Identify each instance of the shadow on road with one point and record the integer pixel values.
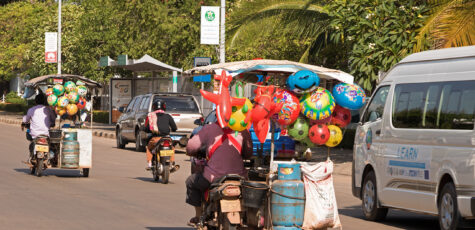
(397, 218)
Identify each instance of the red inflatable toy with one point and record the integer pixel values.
(224, 102)
(319, 134)
(264, 108)
(341, 117)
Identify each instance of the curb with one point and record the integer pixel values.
(110, 135)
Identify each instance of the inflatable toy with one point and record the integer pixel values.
(49, 91)
(319, 134)
(82, 90)
(264, 108)
(81, 103)
(340, 117)
(290, 107)
(60, 111)
(71, 109)
(239, 120)
(335, 136)
(303, 81)
(52, 100)
(299, 129)
(317, 105)
(70, 86)
(58, 89)
(349, 96)
(63, 101)
(223, 100)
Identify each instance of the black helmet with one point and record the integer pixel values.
(159, 104)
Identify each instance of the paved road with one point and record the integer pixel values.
(120, 194)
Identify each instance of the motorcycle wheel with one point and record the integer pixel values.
(39, 167)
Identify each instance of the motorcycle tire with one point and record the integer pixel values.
(39, 167)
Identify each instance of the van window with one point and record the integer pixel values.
(376, 106)
(435, 105)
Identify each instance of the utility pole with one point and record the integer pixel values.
(59, 37)
(222, 58)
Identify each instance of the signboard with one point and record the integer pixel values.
(51, 47)
(210, 25)
(201, 61)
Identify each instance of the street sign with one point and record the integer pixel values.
(51, 47)
(210, 25)
(201, 61)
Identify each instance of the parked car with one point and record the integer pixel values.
(182, 107)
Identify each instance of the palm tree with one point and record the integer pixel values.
(451, 23)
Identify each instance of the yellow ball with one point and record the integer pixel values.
(335, 136)
(239, 114)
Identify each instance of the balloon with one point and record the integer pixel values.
(73, 97)
(70, 86)
(238, 121)
(63, 101)
(82, 90)
(341, 117)
(52, 100)
(349, 96)
(303, 81)
(299, 129)
(60, 110)
(81, 103)
(319, 134)
(317, 105)
(335, 136)
(71, 109)
(264, 108)
(223, 100)
(58, 89)
(49, 91)
(290, 107)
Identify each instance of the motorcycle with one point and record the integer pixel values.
(161, 161)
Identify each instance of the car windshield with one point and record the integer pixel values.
(179, 104)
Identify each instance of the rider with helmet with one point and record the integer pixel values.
(158, 124)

## [ABOUT THIS EXERCISE]
The records above should be repeated exactly, with every picture omitted.

## [EXERCISE ANSWER]
Identify each instance of the shadow on road with one point and record the integer pixel values.
(397, 218)
Identify each instance of the red inflatable toy with one point and record the integer pixel values.
(224, 102)
(319, 134)
(264, 108)
(341, 117)
Identify each instance of the curb with one point and record the integer pixel values.
(110, 135)
Identify each instance of the inflatable toy with one point and record the integer pixel values.
(49, 91)
(319, 134)
(82, 90)
(264, 108)
(81, 103)
(340, 117)
(290, 107)
(60, 111)
(71, 109)
(239, 120)
(335, 136)
(303, 81)
(52, 100)
(299, 129)
(317, 105)
(70, 86)
(58, 89)
(349, 96)
(63, 101)
(223, 100)
Identify each instance of the black helmet with one point and record the integer pixel values.
(159, 104)
Identify each instance of the paved road with one point and record the integer pixel values.
(120, 194)
Identify each instance of the motorcycle wheel with one point and record the integer pixel values.
(39, 167)
Identify each instance of the motorcycle tire with one point and record the integer pixel values.
(39, 167)
Identify each instance of the van window with one point and record the integer pixel values.
(376, 106)
(435, 105)
Identify each instance of the utility pole with one point and record the integer pixel values.
(59, 37)
(222, 58)
Identify each instance of the signboard with one point and record the integer pixel values.
(51, 47)
(210, 25)
(201, 61)
Identify each instance of the street sign with one point and record the integer pixel values.
(51, 47)
(210, 25)
(201, 61)
Identify each instance of the parked car with one point and record the integer pixel values.
(182, 107)
Identify each instance of the palm tree with one point and record the integer pixel values.
(451, 23)
Identify each instance of the yellow ball with one point and record the integer pixel values.
(335, 136)
(239, 114)
Identify each instance of the balloon with one point and record the integer pixel values.
(73, 97)
(70, 86)
(238, 121)
(63, 101)
(82, 90)
(341, 117)
(52, 100)
(349, 96)
(303, 81)
(299, 129)
(60, 110)
(81, 103)
(319, 134)
(317, 105)
(335, 136)
(71, 109)
(264, 108)
(223, 100)
(58, 89)
(49, 91)
(290, 107)
Identify each instance of the motorcycle with one point and record the integer pixel values.
(161, 161)
Identify each instance of the car windshield with one point and record the integer pixel values.
(179, 104)
Identify each instance of the rider with helmet with one point and record the integer pixel values.
(158, 124)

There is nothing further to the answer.